Cosa si chiede:
(A) Nell'articolo sulla natalità, quante sono state le nascite in Italia nel 2024 secondo i dati Istat?
(B) Stampa senza modifiche la porzione dell'articolo sulla natalità che parte da "Il declino delle" e prosegue fino a "precedente (1,21 figli).", estremi inclusi.

Brano riportato:
● ● ● ● ● ● ●

La crisi demografica non si combatte solo a colpi di assegni unici. I nuovi dati sulla natalità

Luciano Capone

I bonus servono, ma non aiutano a fare più figli. Probabilmente, a guidare le decisioni sulla natalità nei paesi sviluppati sono più i fattori culturali che quelli economici. E intanto la spesa per le famiglie cresce vertiginosamente

La demografia è senza alcun dubbio la più grave emergenza, economica e sociale, dell’Italia. Secondo i dati dell’Istat, nel 2024 è stato toccato il record negativo di nascite: 370 mila, 10 mila in meno rispetto al 2023, con una variazione negativa del 2,6 per cento. Il tasso di fecondità nel 2024 è sceso a 1,18 figli per donna, superando il record negativo del 1995 (1,19), quando però era molto più ampio il bacino di potenziali genitori. Per giunta all’epoca, quando c’erano molti meno immigrati, era più alto il tasso di fecondità delle donne italiane attualmente precipitato a 1,11 figli per donna (1,79 per le straniere). Insomma, ci sono molti meno giovani che fanno, in media, meno figli. 


Per giunta, aumenta costantemente l’età media al parto delle madri, che nel 2024 ha raggiunto i 32,6 anni, e questo è un fattore che riduce ulteriormente la natalità. Più tardi si fanno i figli, meno se ne fanno. La correlazione tra posticipazione e calo della fecondità è chiara, nei dati dell’Istat, nel caso attuale delle isole (la Sardegna ha la fecondità più bassa e tardiva, mentre la Sicilia ha le madri più giovani e una fecondità tra le più alte del paese). Ma è anche un’evidenza storica incontrovertibile: le donne nate nel 1947 hanno avuto una media di 2,01 figli (dato prossimo al tasso di sostituzione di 2,1) con un’età media al parto di 26,9 anni, mentre le donne nate nel 1975 hanno concluso il proprio percorso riproduttivo nel 2024 con un’età media al parto di 31,4 anni.


Il declino delle nascite prosegue inesorabile dal 2008, quando si è registrato il record di 576 mila nati (oltre 200 mila in più rispetto al 2024), e proseguirà nel futuro. I dati sui primi sette mesi del 2025 dicono che le nascite sono 198 mila, in diminuzione di 13 mila unità rispetto al record negativo del 2024. Lo stesso vale per il tasso di fecondità che nel periodo di gennaio-luglio 2025 è stato di 1,13 figli per donna, in netta diminuzione rispetto allo stesso periodo del biennio precedente (1,21 figli).


Cosa fare quindi per invertire questa tendenza? La risposta più frequente è sostenere i redditi delle famiglie attraverso il sistema fiscale (meno tasse o più sussidi). E’ un problema reale, dato che in Italia il tasso di povertà è molto più elevato nelle famiglie con minori (fare un figlio è uno dei fattori che maggiormente aumenta il rischio di diventare poveri), e su cui il nostro paese sconta un ritardo storico. Per molti anni le famiglie hanno avuto scarsa considerazione nel sistema fiscale, rispetto a paesi come la Francia, basti pensare che nel 2010 la spesa per le famiglie era solo lo 0,8 per cento del pil rispetto all’1,5 per cento della media Ue. Però qualcosa negli ultimi anni è cambiato notevolmente con l’istituzione nel 2021 (governo Draghi) dell’Assegno unico per i figli, che ha sostituito varie prestazioni precedenti e incrementato le risorse. L’Assegno unico, poi ulteriormente potenziato dal governo Meloni, ora vale circa 20 miliardi di euro, circa 6 miliardi in più rispetto a tutte le misure precedenti. Non è abbastanza? Forse non è esattamente questo il punto.

● ● ● ● ● ● ●

Record mostrati:
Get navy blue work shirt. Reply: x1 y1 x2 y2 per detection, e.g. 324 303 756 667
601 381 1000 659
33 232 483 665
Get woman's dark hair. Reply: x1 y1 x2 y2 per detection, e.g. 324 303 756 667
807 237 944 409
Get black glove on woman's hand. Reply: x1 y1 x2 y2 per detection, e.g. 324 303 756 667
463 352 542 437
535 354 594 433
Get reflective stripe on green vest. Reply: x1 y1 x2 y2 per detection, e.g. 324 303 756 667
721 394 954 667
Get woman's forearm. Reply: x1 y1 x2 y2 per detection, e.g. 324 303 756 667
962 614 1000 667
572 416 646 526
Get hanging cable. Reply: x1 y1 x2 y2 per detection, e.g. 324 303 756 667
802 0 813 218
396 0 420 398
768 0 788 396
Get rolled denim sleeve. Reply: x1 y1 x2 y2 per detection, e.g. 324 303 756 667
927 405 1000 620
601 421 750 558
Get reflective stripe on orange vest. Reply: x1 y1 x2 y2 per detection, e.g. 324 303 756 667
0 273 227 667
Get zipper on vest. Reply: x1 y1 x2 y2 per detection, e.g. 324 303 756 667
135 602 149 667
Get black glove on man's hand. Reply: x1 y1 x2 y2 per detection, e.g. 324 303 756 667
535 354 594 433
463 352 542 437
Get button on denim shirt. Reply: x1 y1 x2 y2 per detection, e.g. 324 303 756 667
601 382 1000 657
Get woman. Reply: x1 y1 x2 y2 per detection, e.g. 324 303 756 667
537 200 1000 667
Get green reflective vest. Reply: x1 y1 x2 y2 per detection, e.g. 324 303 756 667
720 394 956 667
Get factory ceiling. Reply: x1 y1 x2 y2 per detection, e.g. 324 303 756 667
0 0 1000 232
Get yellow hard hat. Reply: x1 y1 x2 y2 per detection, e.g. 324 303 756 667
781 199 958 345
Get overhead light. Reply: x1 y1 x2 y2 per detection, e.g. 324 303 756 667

● ● ● ● ● ● ●

Soluzioni per compito:
(A) 370 mila.

(B)
Il declino delle nascite prosegue inesorabile dal 2008, quando si è registrato il record di 576 mila nati (oltre 200 mila in più rispetto al 2024), e proseguirà nel futuro. I dati sui primi sette mesi del 2025 dicono che le nascite sono 198 mila, in diminuzione di 13 mila unità rispetto al record negativo del 2024. Lo stesso vale per il tasso di fecondità che nel periodo di gennaio-luglio 2025 è stato di 1,13 figli per donna, in netta diminuzione rispetto allo stesso periodo del biennio precedente (1,21 figli).